===== 本文抜粋

一方で整体師は、おおよそ60分の施術で5,000円。1人の整体師は1人の患者しか施
術できないので10時間営業すると、最大50,000円の売上、原価はかからないので
このまま50,000円が手元に残ります。

これを見ると、おにーさんの予想に反して飲食の方が優位、ということになります。
当然ワンオペ商売での日の最大売上、利益ベースでの比較ですので、これだけをもっ
て、やるなら絶対飲食!というつもりはさらさらありませんが、データ的にも飲食店
の方がやりやすい、ということはわかります。例えば全国の飲食店の数150万店。整
骨院の数5万店。最大飲食チェーンの売上約5,000億円。最大整骨院チェーンの売上
約30億円。

実のところ、「やるんだったら飲食か整体師か?」というおにーさんの命題について
はある程度の答えは最初から出ています。やるモチベーションを事業のポテンシャル
とするなら間違いなく飲食です。理由は2つ。ひとつはマーケット。人は必ず飲食を
するので、全人口が飲食店の顧客候補となります。かたや整体の顧客は身体に不調が
あり施術が必要な人が必要なひとなので、ーそのような人が世の中に何人いるのかは
わかりませんがー明らかに飲食の顧客候補より少ないのは確かです。

もう一つは整体のビジネスモデルが労働集約型であるということ。労働集約型ビジネ
スはその特徴としてサービスの生産と消費が同時に行われストックできない、という
ところにあります。整体師は患者が来てはじめて施術を行いますが、その間一人の患
者にかかりきりなります。事前に行った施術を患者が来た際に適用する、という訳に
はいきません。逆にラーメン屋はお客が来る前に仕込みを行います。麺を仕入れ、ス
ープを作り、トッピングのチャーシューを切り分けておきます。お客が来てやること
は麺を茹でて盛り付けるだけ。だから1人のお客にかかりきらなくてよいので、整体
に比べて客単価も安く材料費もかかるにも関わらず、飲食の方がビジネスとしての優
位性があると考えられます。

ただし、ここまでの話はあくまで一般論で、個別の事業としては話がまた変わってき
ます。例え全世界の人間が飲食する必要があるからと言って、人類全員が自分のラー
メン屋の顧客になるわけではありません。店の周囲半径数kmの人口が関の山です。
逆に整体もすごいスキルをもっていれば1回の施術に数万円払ってもお願いしたい、
というお客もできるかもしれません。そうなると店の周囲半径数kmどころか、日本
全国から患者が押し掛ける可能性もあります。加えて飲食はポテンシャルが高い反面
レッドオーシャンにもなりやすく、競争の激化で顧客確保が難しくなる可能性もあり
ます。ラーメン屋の生産と消費は同時に行われません。当たり前の話ですが、生産と
消費が別の場合、先にしないといけないのが生産です。ラーメン屋は先に材料費
42,000円を使って仕込みを行っていることを考えると、少なくともラーメン60杯以
上を売らないと赤字になることになります。

==========
===== エントリー一覧

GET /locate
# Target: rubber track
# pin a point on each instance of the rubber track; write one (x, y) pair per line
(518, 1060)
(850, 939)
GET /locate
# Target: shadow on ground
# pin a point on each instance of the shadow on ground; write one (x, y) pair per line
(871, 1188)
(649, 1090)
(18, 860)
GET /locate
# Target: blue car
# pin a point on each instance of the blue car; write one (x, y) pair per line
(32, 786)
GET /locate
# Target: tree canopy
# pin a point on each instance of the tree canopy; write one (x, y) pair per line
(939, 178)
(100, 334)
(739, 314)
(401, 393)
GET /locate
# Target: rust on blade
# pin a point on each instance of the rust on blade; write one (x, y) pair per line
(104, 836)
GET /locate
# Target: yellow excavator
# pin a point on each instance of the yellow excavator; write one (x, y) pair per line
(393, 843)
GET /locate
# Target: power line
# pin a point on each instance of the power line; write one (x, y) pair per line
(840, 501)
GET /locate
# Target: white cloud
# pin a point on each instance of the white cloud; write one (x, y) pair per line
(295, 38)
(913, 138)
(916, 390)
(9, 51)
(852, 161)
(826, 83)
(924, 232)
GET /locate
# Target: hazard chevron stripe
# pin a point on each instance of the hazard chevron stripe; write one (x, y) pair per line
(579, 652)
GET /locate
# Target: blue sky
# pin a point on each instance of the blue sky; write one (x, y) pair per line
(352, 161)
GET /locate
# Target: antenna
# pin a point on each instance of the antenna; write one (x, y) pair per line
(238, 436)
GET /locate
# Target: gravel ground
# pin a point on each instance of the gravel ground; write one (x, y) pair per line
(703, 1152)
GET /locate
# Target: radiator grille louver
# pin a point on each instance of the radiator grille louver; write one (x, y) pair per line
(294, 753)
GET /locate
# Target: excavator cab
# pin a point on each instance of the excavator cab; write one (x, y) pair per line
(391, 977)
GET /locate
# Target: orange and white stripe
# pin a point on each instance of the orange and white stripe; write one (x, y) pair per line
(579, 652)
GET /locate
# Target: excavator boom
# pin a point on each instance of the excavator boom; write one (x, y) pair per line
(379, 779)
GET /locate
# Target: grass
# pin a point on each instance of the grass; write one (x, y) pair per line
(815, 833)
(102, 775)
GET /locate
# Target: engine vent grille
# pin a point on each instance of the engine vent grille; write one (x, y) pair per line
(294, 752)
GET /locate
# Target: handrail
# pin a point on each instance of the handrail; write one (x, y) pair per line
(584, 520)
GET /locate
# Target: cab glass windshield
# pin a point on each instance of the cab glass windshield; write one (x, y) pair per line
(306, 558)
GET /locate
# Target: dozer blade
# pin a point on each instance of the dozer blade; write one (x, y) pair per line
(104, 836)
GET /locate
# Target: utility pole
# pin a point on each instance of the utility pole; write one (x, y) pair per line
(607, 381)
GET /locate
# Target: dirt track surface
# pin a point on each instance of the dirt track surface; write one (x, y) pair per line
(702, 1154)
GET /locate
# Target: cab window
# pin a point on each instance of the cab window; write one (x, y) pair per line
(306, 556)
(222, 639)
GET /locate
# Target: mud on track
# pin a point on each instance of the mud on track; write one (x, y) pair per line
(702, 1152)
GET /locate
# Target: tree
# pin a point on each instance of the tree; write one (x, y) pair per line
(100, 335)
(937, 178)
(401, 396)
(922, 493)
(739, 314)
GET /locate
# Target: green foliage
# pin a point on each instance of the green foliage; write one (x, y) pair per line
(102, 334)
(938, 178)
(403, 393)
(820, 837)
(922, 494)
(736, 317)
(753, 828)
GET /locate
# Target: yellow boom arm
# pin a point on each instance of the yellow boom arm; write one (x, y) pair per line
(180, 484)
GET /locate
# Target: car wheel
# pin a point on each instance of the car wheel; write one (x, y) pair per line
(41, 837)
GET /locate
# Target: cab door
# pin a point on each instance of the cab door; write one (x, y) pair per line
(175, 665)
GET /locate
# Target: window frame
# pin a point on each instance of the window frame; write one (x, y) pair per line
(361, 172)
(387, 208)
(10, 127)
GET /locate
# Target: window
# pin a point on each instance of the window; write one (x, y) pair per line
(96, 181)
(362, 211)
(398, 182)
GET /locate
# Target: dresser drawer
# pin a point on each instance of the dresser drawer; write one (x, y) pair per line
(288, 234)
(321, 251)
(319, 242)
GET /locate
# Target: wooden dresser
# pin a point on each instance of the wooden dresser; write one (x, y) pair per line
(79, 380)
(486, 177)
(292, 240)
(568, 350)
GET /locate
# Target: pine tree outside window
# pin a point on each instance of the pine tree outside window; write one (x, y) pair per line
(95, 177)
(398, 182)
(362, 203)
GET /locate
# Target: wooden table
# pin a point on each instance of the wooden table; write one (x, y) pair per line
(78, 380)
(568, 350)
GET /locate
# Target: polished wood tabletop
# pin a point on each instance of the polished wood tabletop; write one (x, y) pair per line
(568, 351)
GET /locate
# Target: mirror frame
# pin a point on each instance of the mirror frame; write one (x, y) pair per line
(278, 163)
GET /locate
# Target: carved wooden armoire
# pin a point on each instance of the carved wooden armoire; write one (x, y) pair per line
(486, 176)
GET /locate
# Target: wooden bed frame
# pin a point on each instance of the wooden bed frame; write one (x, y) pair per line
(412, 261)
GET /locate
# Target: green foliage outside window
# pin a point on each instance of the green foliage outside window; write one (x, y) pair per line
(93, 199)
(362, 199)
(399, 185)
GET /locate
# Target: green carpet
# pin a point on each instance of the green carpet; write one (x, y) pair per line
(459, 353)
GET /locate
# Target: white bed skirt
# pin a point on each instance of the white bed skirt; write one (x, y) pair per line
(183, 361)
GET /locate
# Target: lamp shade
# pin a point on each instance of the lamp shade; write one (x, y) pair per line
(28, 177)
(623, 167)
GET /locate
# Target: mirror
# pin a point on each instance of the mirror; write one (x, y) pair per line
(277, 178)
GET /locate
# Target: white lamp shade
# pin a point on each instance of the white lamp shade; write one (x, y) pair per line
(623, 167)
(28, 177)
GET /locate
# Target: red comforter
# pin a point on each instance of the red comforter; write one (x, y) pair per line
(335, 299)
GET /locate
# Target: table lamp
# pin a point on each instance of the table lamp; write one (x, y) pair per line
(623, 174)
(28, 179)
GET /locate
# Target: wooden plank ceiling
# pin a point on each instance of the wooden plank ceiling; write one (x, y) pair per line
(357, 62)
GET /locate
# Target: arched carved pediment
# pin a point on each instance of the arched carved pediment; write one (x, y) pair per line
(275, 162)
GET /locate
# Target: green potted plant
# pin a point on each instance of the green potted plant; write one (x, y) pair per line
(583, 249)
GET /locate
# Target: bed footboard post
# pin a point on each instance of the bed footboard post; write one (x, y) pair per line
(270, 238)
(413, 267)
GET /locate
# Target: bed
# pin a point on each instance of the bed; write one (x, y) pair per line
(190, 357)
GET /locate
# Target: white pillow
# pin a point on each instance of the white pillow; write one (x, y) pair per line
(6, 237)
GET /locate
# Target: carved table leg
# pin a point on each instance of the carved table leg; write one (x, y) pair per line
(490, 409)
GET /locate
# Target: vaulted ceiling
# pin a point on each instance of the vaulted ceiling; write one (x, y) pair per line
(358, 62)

==========

課題内容
飲食店と整体院を比較した本文抜粋から、「もう一つは整体のビジネスモデルが労働集約型であるということ。労働集約型ビジネ」で始まり「メン屋の顧客になるわけではありません。店の周囲半径数kmの人口が関の山です。」で終わる部分を一字一句変えずに返してください。 上記のエントリーは今回の作業では使用しません。

解答
もう一つは整体のビジネスモデルが労働集約型であるということ。労働集約型ビジネ
スはその特徴としてサービスの生産と消費が同時に行われストックできない、という
ところにあります。整体師は患者が来てはじめて施術を行いますが、その間一人の患
者にかかりきりなります。事前に行った施術を患者が来た際に適用する、という訳に
はいきません。逆にラーメン屋はお客が来る前に仕込みを行います。麺を仕入れ、ス
ープを作り、トッピングのチャーシューを切り分けておきます。お客が来てやること
は麺を茹でて盛り付けるだけ。だから1人のお客にかかりきらなくてよいので、整体
に比べて客単価も安く材料費もかかるにも関わらず、飲食の方がビジネスとしての優
位性があると考えられます。

ただし、ここまでの話はあくまで一般論で、個別の事業としては話がまた変わってき
ます。例え全世界の人間が飲食する必要があるからと言って、人類全員が自分のラー
メン屋の顧客になるわけではありません。店の周囲半径数kmの人口が関の山です。